EXERCISE DIRECTIONS → Convert every line of the records below into a numbered list, skipping blank lines and leaving the pictures out.

── ENTRIES

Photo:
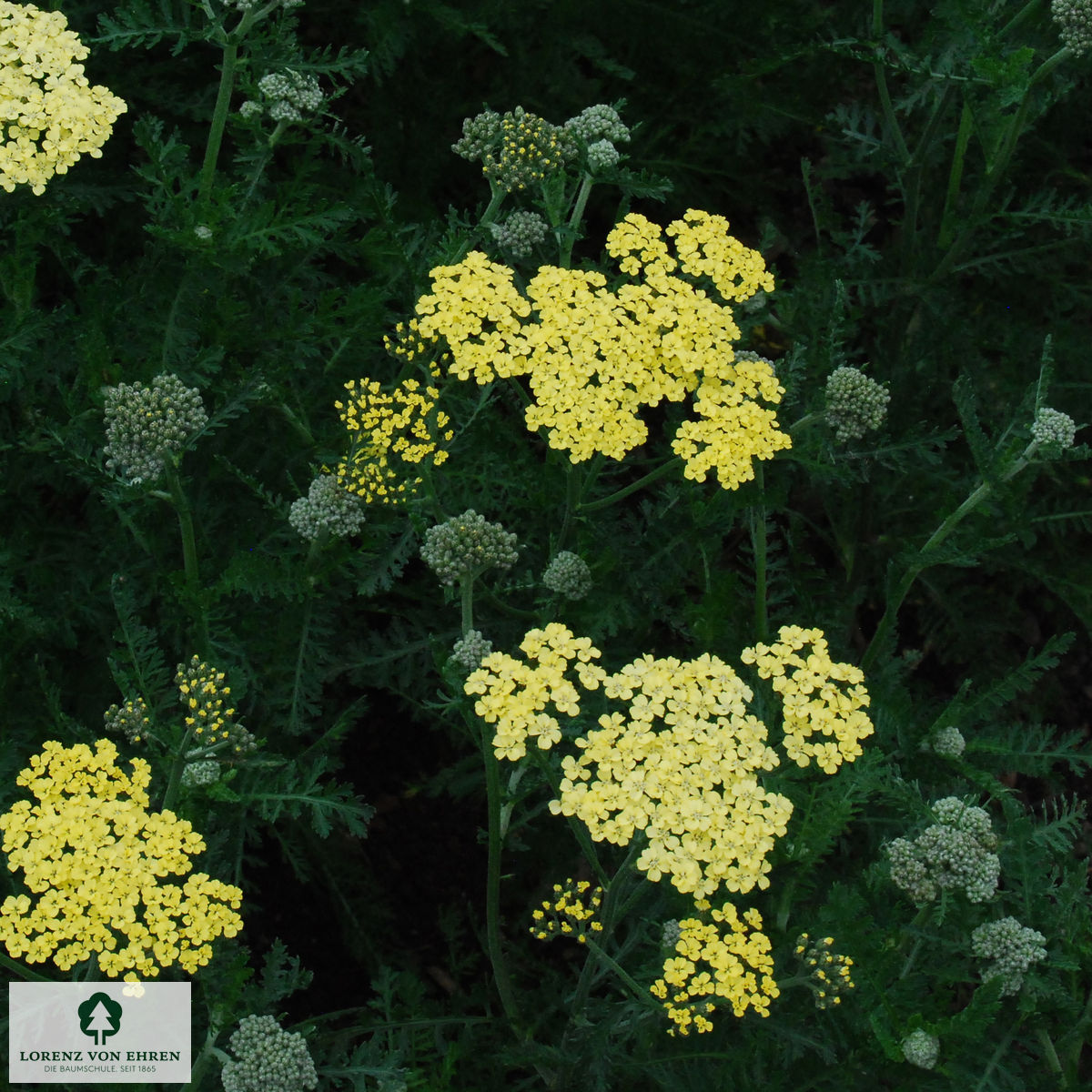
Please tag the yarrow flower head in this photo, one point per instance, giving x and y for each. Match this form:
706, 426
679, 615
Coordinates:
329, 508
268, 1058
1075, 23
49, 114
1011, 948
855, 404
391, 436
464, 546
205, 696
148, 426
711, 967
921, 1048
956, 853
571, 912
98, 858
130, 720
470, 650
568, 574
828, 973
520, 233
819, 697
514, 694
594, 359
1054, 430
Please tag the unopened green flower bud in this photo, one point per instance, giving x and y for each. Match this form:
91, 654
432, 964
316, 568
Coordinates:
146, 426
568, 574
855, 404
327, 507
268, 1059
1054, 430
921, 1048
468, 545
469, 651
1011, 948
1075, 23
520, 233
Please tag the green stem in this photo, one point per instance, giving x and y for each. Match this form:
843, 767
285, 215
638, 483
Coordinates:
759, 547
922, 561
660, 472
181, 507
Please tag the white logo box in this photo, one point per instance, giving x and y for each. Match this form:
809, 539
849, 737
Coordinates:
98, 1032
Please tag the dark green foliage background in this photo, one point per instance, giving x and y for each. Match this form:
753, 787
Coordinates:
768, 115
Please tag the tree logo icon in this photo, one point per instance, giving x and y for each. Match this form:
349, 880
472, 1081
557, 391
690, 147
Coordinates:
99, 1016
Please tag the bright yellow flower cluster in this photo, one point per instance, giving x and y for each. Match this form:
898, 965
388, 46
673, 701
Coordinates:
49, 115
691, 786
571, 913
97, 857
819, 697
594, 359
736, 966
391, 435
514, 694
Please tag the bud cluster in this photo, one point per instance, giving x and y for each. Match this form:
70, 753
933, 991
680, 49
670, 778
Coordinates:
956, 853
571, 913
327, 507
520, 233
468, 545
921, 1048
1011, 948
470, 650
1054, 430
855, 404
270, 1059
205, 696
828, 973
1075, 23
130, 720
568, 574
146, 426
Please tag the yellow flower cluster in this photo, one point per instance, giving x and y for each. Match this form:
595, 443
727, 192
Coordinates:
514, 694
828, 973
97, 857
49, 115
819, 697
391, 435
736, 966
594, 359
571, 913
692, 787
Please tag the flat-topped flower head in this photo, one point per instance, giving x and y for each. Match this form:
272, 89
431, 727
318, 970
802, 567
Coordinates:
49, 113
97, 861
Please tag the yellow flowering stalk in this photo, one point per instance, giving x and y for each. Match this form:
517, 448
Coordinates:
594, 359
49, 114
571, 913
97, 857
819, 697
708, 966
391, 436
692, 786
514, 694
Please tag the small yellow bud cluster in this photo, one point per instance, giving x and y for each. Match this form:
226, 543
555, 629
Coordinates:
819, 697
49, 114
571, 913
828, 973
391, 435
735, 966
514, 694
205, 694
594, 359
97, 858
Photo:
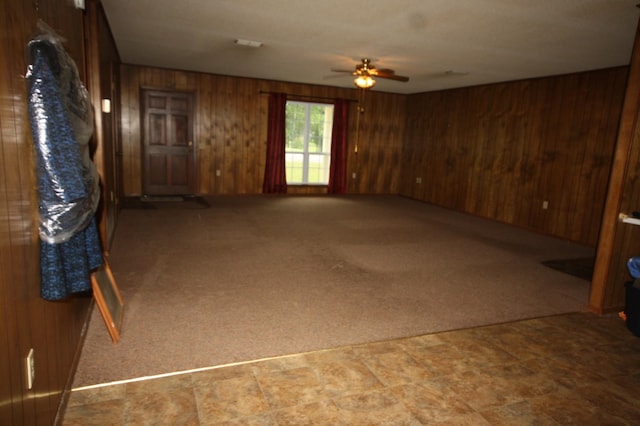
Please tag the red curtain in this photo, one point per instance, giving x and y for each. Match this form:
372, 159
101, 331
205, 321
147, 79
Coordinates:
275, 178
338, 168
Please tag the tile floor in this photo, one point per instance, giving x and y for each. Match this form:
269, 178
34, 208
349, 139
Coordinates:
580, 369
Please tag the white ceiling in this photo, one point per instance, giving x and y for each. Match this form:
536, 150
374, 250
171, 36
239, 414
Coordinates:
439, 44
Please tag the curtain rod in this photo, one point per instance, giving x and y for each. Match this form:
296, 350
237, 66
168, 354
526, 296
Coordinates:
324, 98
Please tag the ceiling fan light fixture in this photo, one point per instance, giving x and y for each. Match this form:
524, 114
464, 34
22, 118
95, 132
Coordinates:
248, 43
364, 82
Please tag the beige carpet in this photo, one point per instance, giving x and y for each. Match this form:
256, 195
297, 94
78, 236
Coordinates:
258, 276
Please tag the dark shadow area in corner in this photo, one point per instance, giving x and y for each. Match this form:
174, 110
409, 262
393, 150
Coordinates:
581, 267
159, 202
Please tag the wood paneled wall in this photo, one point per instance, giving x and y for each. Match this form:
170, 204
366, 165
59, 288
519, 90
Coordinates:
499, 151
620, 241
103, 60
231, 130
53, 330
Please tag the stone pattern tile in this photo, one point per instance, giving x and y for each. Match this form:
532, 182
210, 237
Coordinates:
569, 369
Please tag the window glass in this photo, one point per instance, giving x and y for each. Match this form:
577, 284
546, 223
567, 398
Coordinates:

────

SOLUTION →
1. Photo:
2. Please tag the yarrow flower head in this photo, one point per instance, giving x and y for each. Match this form:
3. 706, 426
4. 679, 615
5. Coordinates:
6. 329, 508
7. 268, 1058
8. 1075, 23
9. 49, 114
10. 1011, 948
11. 855, 404
12. 391, 436
13. 464, 546
14. 205, 696
15. 148, 426
16. 711, 967
17. 921, 1048
18. 956, 853
19. 571, 912
20. 98, 858
21. 130, 720
22. 470, 650
23. 568, 574
24. 828, 973
25. 520, 233
26. 819, 697
27. 514, 694
28. 594, 359
29. 1054, 430
30. Please tag the unopened green flower bud in this photo, one point per instance, giving x and y for each. Match this form:
31. 91, 654
32. 432, 964
33. 316, 568
34. Coordinates:
35. 146, 426
36. 568, 574
37. 855, 404
38. 327, 507
39. 268, 1059
40. 1054, 430
41. 921, 1048
42. 468, 545
43. 469, 651
44. 1011, 948
45. 1075, 23
46. 520, 233
47. Please tag the green stem in this photo, one point per instance, giving x and y for each. Match this form:
48. 843, 767
49. 285, 215
50. 638, 483
51. Coordinates:
52. 759, 547
53. 922, 561
54. 660, 472
55. 181, 507
56. Please tag the white logo box in this photo, one point per instance, giving x and y for each. Match this form:
57. 809, 539
58. 849, 737
59. Coordinates:
60. 98, 1032
61. Please tag the dark green foliage background in this photo, one point per instance, giving x and y for each. Match this form:
62. 753, 787
63. Coordinates:
64. 768, 115
65. Please tag the tree logo icon in this photo, one point per instance, giving x and y for each. Match this form:
66. 349, 880
67. 472, 1081
68. 557, 391
69. 690, 147
70. Coordinates:
71. 99, 1016
72. Please tag the bright yellow flower cluster in this photo, one point per instance, giving x and y for each. Match this form:
73. 898, 965
74. 388, 46
75. 673, 701
76. Coordinates:
77. 49, 115
78. 691, 786
79. 571, 913
80. 97, 857
81. 819, 697
82. 594, 359
83. 736, 966
84. 391, 435
85. 514, 694
86. Please tag the bud cluster in this photo, one point per instance, giving x and y for each. Match this form:
87. 70, 753
88. 933, 991
89. 680, 49
90. 670, 778
91. Coordinates:
92. 956, 853
93. 571, 913
94. 327, 507
95. 520, 233
96. 468, 545
97. 921, 1048
98. 1011, 948
99. 470, 650
100. 1054, 430
101. 855, 404
102. 270, 1059
103. 205, 696
104. 828, 973
105. 1075, 23
106. 130, 720
107. 568, 574
108. 146, 426
109. Please tag the yellow flower cluster in this photo, one point per instance, giving x and y for each. Match this form:
110. 595, 443
111. 727, 192
112. Coordinates:
113. 514, 694
114. 828, 973
115. 97, 857
116. 49, 115
117. 819, 697
118. 391, 435
119. 736, 966
120. 594, 359
121. 571, 913
122. 692, 787
123. Please tag the flat-topped flower head in this photo, one point per instance, giving x and y for each. Match this form:
124. 272, 89
125. 431, 727
126. 318, 970
127. 802, 567
128. Coordinates:
129. 49, 113
130. 97, 861
131. Please tag the yellow flowering stalk in this photo, one point per instance, giving x and y for each. Match this form:
132. 517, 448
133. Coordinates:
134. 594, 359
135. 49, 114
136. 571, 913
137. 97, 857
138. 819, 697
139. 708, 966
140. 391, 436
141. 692, 786
142. 514, 694
143. Please tag the small yellow bud cluster in this photo, one point per instance, giving x and y for each. Match this form:
144. 226, 543
145. 555, 629
146. Coordinates:
147. 819, 697
148. 49, 114
149. 571, 913
150. 828, 973
151. 391, 435
152. 735, 966
153. 514, 694
154. 205, 694
155. 594, 359
156. 97, 858
157. Photo:
158. Please tag the red curtain in this photo, one point per instance, giving x and y for each. Match this form:
159. 372, 159
160. 101, 331
161. 205, 321
162. 147, 79
163. Coordinates:
164. 275, 178
165. 338, 168
166. Please tag the tile floor in this photo, one point per instance, giving x and y for each. Match this form:
167. 269, 178
168. 34, 208
169. 349, 139
170. Coordinates:
171. 580, 369
172. Please tag the white ceiling in this photo, one point per instance, giving x and y for each. Match this form:
173. 536, 150
174. 374, 250
175. 171, 36
176. 239, 414
177. Coordinates:
178. 439, 44
179. Please tag the curtain rod in this photo, one point per instance, giving x and y for each. Match this form:
180. 296, 350
181. 237, 66
182. 168, 354
183. 526, 296
184. Coordinates:
185. 324, 98
186. Please tag the ceiling fan light fixture in this photo, one point per instance, giving x and y for each. Match this form:
187. 524, 114
188. 464, 34
189. 22, 118
190. 95, 132
191. Coordinates:
192. 248, 43
193. 364, 82
194. Please tag the beige carpet in this photo, one point per instance, giving x and y for each. Match this form:
195. 256, 195
196. 297, 94
197. 78, 236
198. Coordinates:
199. 258, 276
200. Please tag the dark shadow area in corner in this photo, one point per instance, giving x and y for each. Match this form:
201. 174, 110
202. 409, 262
203. 393, 150
204. Coordinates:
205. 581, 267
206. 159, 202
207. Please tag the wood paneled wall in this photo, one point per instance, giving x and y for each. Match this form:
208. 170, 204
209. 366, 165
210. 59, 288
211. 519, 90
212. Coordinates:
213. 499, 151
214. 620, 241
215. 103, 60
216. 231, 130
217. 53, 330
218. Please tag the stone pattern tile in this photo, one point per instance, giving x and y for each. Match this form:
219. 532, 182
220. 210, 237
221. Coordinates:
222. 569, 369
223. Please tag the window glass in this photo, one point per instance, giving x and y for each. Match this form:
224. 577, 284
225. 546, 223
226. 567, 398
227. Coordinates:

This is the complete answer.